**Extrait source**
====
Merci Papounet pour ce passionnant récit, moi j'ai déjà ma place pour Massive Attack à Rock en Seine qui eux ne sont pas timides et n'hésitent pas à monter au créneau en concert pour affirmer haut et fort que la guerre c'est mal et que l'amour c'est mieux. Sois un peu plus respectueux mon enfant, tu la ramèneras quand tu auras composé l'équivalent de Blue Lines, Protection et Mezzanine. Oh là là, mon Papounet, tu ne serais pas un peu comme ces quinquas de l'Olympia qui apprécient l'irrévérence mais uniquement quand ça leur chante ? En tout cas, je crois que j'ai bien compris la leçon, Tricky est un punk car quand il se retourne sur son glorieux passé, plutôt que d'en offrir une version ripolinée et mièvrement nostalgique, il préfère lui lacérer la tronche à coup de cutter. Bien vu fiston, bien vu, tu as raison, Tricky est un punk timide et c'est pour ça qu'on l'aime tant depuis trente ans.
====
**Lignes enregistrées**
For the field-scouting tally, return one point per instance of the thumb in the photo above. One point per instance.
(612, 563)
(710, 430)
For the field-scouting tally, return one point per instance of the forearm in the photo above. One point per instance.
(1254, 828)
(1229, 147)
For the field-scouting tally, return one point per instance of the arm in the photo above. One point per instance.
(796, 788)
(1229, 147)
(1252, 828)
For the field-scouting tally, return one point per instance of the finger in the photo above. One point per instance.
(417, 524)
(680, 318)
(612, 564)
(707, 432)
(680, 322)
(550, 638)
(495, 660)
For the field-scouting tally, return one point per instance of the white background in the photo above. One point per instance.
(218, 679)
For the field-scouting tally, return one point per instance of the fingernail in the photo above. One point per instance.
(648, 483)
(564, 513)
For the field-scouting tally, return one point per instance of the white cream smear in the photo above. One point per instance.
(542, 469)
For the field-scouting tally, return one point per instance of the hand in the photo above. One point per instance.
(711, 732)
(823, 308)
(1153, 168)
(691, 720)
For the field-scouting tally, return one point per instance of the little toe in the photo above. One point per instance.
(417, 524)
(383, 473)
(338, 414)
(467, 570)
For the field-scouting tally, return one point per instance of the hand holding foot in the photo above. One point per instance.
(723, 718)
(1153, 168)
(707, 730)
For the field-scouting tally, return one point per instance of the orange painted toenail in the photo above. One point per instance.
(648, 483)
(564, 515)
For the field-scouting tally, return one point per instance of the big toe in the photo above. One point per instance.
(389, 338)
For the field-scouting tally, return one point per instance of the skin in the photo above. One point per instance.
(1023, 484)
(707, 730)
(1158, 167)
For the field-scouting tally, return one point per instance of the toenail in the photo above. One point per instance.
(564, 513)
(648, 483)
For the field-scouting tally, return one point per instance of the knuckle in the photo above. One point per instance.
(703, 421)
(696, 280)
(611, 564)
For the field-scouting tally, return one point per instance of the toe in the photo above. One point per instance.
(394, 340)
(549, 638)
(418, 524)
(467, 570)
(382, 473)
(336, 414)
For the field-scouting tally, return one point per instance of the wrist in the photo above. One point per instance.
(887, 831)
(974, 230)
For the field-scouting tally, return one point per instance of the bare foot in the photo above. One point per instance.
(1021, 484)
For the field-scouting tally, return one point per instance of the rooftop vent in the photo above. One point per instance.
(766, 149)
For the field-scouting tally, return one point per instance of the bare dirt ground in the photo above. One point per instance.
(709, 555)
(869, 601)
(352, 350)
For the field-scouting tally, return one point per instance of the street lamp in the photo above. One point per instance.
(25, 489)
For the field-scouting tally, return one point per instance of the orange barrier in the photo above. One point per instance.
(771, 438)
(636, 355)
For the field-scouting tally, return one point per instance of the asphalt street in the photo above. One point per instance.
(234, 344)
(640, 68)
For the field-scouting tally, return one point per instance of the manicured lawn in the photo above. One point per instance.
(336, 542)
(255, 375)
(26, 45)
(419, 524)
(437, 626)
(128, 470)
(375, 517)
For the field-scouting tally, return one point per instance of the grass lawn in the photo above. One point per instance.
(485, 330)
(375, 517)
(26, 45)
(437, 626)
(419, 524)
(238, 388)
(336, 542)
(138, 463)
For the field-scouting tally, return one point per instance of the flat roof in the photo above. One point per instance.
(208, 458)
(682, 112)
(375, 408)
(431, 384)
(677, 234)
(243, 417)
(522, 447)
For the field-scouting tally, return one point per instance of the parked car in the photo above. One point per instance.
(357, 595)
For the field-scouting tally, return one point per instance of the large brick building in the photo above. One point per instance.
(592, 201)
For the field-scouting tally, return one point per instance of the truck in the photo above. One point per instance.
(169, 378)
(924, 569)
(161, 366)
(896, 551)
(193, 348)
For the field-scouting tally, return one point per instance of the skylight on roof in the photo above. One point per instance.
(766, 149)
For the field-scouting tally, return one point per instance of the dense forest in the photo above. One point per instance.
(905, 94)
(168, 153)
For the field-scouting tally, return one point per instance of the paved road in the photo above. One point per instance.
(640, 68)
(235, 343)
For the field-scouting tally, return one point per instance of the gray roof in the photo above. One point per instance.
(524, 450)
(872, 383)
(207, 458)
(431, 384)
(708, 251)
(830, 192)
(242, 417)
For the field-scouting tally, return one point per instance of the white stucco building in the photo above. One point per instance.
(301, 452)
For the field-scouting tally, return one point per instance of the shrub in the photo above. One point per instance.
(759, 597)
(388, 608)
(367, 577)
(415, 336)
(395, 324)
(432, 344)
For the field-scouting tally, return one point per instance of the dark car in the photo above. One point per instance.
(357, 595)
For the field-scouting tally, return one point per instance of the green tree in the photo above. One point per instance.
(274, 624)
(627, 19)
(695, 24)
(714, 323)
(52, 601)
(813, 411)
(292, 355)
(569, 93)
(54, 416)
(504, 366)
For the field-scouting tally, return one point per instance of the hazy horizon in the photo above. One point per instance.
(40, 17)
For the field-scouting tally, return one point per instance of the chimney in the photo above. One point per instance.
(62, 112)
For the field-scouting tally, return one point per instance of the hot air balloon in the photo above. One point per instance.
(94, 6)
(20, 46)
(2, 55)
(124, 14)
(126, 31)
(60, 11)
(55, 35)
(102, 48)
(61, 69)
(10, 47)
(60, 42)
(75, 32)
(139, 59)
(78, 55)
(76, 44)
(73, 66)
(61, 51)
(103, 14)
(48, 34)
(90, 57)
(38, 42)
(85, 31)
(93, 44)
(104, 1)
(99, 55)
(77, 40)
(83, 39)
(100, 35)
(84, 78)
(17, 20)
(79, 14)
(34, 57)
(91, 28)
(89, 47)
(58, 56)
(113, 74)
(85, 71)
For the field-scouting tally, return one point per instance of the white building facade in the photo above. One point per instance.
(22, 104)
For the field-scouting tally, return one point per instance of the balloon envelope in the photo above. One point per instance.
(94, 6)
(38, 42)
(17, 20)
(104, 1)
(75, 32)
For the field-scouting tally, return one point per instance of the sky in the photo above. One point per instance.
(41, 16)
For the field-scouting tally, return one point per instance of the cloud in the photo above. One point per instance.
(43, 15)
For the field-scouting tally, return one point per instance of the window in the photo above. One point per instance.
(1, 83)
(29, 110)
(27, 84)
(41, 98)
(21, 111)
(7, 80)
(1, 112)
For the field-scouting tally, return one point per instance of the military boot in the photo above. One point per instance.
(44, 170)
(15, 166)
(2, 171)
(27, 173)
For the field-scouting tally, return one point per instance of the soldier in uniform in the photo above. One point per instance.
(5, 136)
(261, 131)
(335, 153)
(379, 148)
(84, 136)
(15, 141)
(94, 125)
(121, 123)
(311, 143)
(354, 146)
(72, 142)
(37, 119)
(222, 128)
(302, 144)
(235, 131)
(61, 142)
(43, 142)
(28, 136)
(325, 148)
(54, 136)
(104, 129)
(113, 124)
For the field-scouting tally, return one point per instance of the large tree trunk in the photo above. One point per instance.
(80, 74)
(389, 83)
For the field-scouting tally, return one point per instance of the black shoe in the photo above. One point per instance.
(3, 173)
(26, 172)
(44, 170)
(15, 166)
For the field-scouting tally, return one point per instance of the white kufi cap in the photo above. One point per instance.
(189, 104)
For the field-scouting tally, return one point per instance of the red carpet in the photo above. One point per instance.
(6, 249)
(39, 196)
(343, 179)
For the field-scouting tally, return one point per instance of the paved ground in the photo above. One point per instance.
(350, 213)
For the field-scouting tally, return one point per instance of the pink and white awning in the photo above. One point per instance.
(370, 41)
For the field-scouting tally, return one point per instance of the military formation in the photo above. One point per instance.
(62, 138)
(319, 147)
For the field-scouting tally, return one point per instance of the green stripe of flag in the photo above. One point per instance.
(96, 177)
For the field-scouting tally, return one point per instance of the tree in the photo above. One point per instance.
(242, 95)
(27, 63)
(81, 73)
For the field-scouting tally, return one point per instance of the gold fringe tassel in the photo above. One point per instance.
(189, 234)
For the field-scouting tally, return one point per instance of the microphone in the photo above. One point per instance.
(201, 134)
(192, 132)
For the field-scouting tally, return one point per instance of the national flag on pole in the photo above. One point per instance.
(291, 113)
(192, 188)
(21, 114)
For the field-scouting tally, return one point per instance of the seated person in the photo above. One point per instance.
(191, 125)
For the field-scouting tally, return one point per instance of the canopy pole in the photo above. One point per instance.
====
**Consigne**
Recopiez en entier l'extrait sur Tricky donné plus haut, sans en modifier un seul mot.

**Corrigé**
Merci Papounet pour ce passionnant récit, moi j'ai déjà ma place pour Massive Attack à Rock en Seine qui eux ne sont pas timides et n'hésitent pas à monter au créneau en concert pour affirmer haut et fort que la guerre c'est mal et que l'amour c'est mieux. Sois un peu plus respectueux mon enfant, tu la ramèneras quand tu auras composé l'équivalent de Blue Lines, Protection et Mezzanine. Oh là là, mon Papounet, tu ne serais pas un peu comme ces quinquas de l'Olympia qui apprécient l'irrévérence mais uniquement quand ça leur chante ? En tout cas, je crois que j'ai bien compris la leçon, Tricky est un punk car quand il se retourne sur son glorieux passé, plutôt que d'en offrir une version ripolinée et mièvrement nostalgique, il préfère lui lacérer la tronche à coup de cutter. Bien vu fiston, bien vu, tu as raison, Tricky est un punk timide et c'est pour ça qu'on l'aime tant depuis trente ans.